Passage given =>
======

I want to incorporate the function confusionMatrix()
in the caret package
into the function shuffle100
to produce confusion matrices from subsets (dataframes) of a master-list produced from classification tree models. My aim is to produce confusion matrix statistics such as classification accuracy, kappa metric etc (desired output below). I am sorry to ask such a simple question but I cannot figure this out. If anyone can help, then many thanks in advance.
Reproducible dummy data can be found at this address:
Code to produce a nested list of classification tree model predictions and confusion matrices
library(caret)
library(e1071)
library(rpart)
set.seed(1235)
shuffle100 <-lapply(seq(10), function(n){ #produce 10 different shuffled data-frames
subset <- my_data[sample(nrow(my_data), 80),] #shuffle 80 rows in the data-frame
subset_idx <- sample(1:nrow(subset), replace = FALSE)
subset <- subset[subset_idx, ]
subset_resampled_idx <- createDataPartition(subset_idx, times = 1, p = 0.7, list = FALSE) #partition data-frame into 70 % training and 30 % test subsets
subset_resampled <- subset[subset_resampled_idx, ] #70 % training data
ct_mod<-rpart(Family~., data=subset_resampled, method="class", control=rpart.control(cp=0.005)) #10 ct models
ct_pred<-predict(ct_mod, newdata=subset[,2:13])
confusionMatrix(ct_pred, norm$Family)#10 confusion matrices
})
Error messages
Error in sort.list(y) : 'x' must be atomic for 'sort.list'
Have you called 'sort' on a list?
Called from: sort.list(y)
Desired outcome
Confusion Matrix and Statistics
Reference
Prediction G8 V4
G8 42 12
V4 8 18
Accuracy : 0.75
95% CI : (0.6406, 0.8401)
No Information Rate : 0.625
P-Value [Acc > NIR] : 0.01244
Kappa : 0.4521
Mcnemar's Test P-Value : 0.50233
Sensitivity : 0.8400
Specificity : 0.6000
Pos Pred Value : 0.7778
Neg Pred Value : 0.6923
Prevalence : 0.6250
Detection Rate : 0.5250
Detection Prevalence : 0.6750
Balanced Accuracy : 0.7200
'Positive' Class : G8

======

Stored rows =>
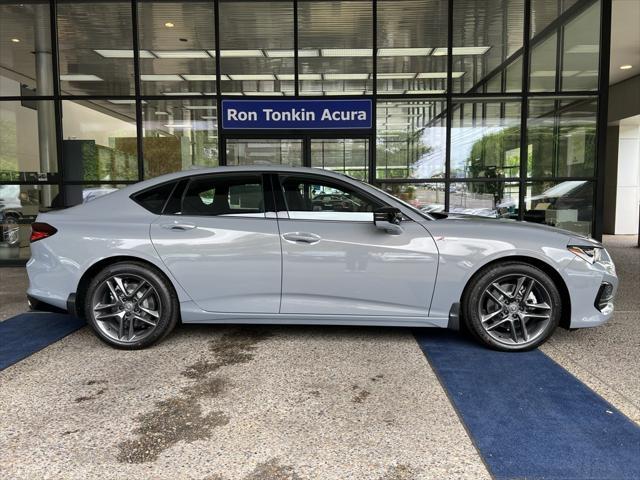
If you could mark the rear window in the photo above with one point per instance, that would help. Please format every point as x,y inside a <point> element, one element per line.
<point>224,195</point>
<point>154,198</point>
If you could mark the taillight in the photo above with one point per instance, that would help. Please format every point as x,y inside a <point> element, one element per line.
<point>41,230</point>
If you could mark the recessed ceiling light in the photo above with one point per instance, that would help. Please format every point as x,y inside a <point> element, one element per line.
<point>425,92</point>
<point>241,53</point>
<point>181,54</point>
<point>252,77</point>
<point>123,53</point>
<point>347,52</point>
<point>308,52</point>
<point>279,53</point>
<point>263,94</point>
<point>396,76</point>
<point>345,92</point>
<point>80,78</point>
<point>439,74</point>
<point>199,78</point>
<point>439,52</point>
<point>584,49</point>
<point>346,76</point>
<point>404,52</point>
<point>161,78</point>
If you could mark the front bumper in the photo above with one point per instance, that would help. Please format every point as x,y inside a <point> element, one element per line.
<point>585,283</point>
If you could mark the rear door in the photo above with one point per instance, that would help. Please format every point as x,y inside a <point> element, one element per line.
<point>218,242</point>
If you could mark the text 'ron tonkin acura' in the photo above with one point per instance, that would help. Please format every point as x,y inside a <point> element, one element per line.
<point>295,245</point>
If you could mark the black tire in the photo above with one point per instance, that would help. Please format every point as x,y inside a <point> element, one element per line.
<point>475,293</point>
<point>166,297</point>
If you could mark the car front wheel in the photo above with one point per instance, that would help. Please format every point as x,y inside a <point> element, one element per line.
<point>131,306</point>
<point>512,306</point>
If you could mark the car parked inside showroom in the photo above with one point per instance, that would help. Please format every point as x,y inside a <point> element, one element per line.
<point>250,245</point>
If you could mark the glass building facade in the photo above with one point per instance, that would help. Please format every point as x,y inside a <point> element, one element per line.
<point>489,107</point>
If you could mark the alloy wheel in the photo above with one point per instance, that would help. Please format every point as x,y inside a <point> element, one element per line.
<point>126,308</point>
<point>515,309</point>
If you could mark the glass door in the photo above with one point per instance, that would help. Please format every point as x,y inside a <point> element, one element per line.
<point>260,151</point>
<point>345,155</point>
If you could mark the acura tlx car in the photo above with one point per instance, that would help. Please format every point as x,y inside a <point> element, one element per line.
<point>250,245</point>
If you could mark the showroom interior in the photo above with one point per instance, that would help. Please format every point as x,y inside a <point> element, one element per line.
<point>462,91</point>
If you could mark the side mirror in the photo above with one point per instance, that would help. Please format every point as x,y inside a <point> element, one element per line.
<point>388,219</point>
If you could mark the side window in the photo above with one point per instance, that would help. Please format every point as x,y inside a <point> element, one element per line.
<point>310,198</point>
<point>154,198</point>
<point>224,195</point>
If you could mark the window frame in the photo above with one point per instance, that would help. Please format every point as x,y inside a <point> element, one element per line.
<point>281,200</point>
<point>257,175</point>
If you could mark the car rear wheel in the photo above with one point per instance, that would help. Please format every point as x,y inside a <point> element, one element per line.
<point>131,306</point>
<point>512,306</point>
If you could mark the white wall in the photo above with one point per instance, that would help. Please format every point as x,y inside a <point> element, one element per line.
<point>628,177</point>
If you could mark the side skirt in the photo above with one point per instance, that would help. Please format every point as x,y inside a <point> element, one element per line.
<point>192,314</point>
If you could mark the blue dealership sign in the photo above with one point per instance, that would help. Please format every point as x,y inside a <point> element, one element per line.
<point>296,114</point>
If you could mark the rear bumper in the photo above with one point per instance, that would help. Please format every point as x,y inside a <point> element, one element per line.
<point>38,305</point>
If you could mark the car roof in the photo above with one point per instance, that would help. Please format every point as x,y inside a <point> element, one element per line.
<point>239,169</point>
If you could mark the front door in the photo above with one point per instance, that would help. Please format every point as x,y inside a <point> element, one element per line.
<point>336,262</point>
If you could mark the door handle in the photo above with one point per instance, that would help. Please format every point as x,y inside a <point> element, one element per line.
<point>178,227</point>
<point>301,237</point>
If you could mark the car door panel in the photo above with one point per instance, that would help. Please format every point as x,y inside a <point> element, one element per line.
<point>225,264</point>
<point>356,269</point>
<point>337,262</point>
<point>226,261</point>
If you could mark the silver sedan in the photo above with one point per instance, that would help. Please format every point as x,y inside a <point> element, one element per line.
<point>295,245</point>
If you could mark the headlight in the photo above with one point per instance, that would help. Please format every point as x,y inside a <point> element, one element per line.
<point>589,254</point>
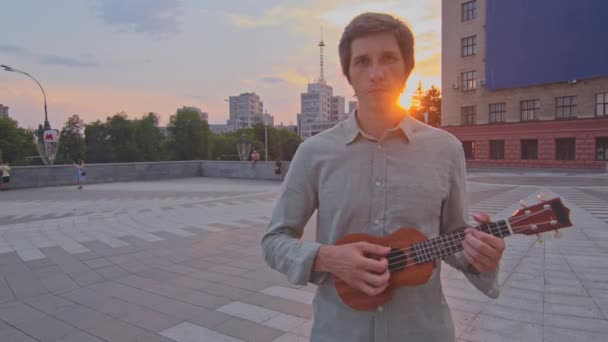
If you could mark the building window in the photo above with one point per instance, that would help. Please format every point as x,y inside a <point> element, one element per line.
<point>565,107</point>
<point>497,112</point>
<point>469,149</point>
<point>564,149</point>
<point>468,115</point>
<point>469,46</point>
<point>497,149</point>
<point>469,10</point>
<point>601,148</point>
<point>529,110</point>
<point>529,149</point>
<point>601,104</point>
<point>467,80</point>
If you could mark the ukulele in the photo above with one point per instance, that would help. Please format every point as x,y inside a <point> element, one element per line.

======

Problems to work on =>
#1 From the caret forum post, extract everything from "I want to incorporate" down to "thanks in advance.".
#2 Which R packages does the code in the caret forum post load with library()?
#3 In the caret forum post, what Kappa value appears in the desired outcome?

Outputs in order =>
#1
I want to incorporate the function confusionMatrix()
in the caret package
into the function shuffle100
to produce confusion matrices from subsets (dataframes) of a master-list produced from classification tree models. My aim is to produce confusion matrix statistics such as classification accuracy, kappa metric etc (desired output below). I am sorry to ask such a simple question but I cannot figure this out. If anyone can help, then many thanks in advance.

#2 caret, e1071, rpart

#3 0.4521